»»
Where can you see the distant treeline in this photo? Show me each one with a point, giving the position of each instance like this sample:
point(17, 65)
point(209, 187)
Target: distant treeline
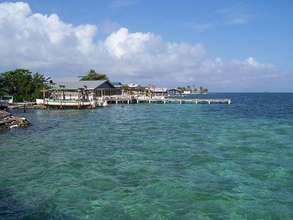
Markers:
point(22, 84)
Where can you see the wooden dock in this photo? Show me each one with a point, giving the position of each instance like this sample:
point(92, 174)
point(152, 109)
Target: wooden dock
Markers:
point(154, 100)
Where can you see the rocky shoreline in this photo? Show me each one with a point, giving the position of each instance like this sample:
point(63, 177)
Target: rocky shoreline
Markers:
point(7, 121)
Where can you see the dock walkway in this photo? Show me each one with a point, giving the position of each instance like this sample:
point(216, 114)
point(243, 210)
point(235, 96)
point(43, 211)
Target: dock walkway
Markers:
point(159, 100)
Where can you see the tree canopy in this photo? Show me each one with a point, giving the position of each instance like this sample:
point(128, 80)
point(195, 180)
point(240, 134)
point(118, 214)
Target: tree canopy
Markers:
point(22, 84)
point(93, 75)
««
»»
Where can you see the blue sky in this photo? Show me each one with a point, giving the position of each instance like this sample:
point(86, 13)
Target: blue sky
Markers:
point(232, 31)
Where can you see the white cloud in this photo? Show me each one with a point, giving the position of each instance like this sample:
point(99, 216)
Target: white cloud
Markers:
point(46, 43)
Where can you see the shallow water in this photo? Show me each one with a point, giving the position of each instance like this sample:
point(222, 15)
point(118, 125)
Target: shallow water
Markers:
««
Render the lines as a JSON list of strings, one string per line and no blank lines, starting with the line that contains "Where can you see the rocky" and going on through the line that contains "point(93, 75)", both included.

*Task answer*.
[
  "Where can you see the rocky shoreline in this photo? Show me each one with a point, giving the position of each instance like this sample:",
  "point(63, 177)",
  "Target: rocky shoreline",
  "Markers:",
  "point(7, 121)",
  "Where can you see the dock walkway in this photo? Show me each one with a point, giving the position of each instance like this sample:",
  "point(216, 114)",
  "point(243, 210)",
  "point(235, 96)",
  "point(43, 211)",
  "Target: dock walkway",
  "Markers:",
  "point(159, 100)",
  "Where can you see the tree canopy in this photo? Show me each one with a point, giving the position of each instance like this sample:",
  "point(128, 80)",
  "point(195, 180)",
  "point(240, 134)",
  "point(118, 214)",
  "Target: tree canopy",
  "Markers:",
  "point(22, 84)",
  "point(93, 75)"
]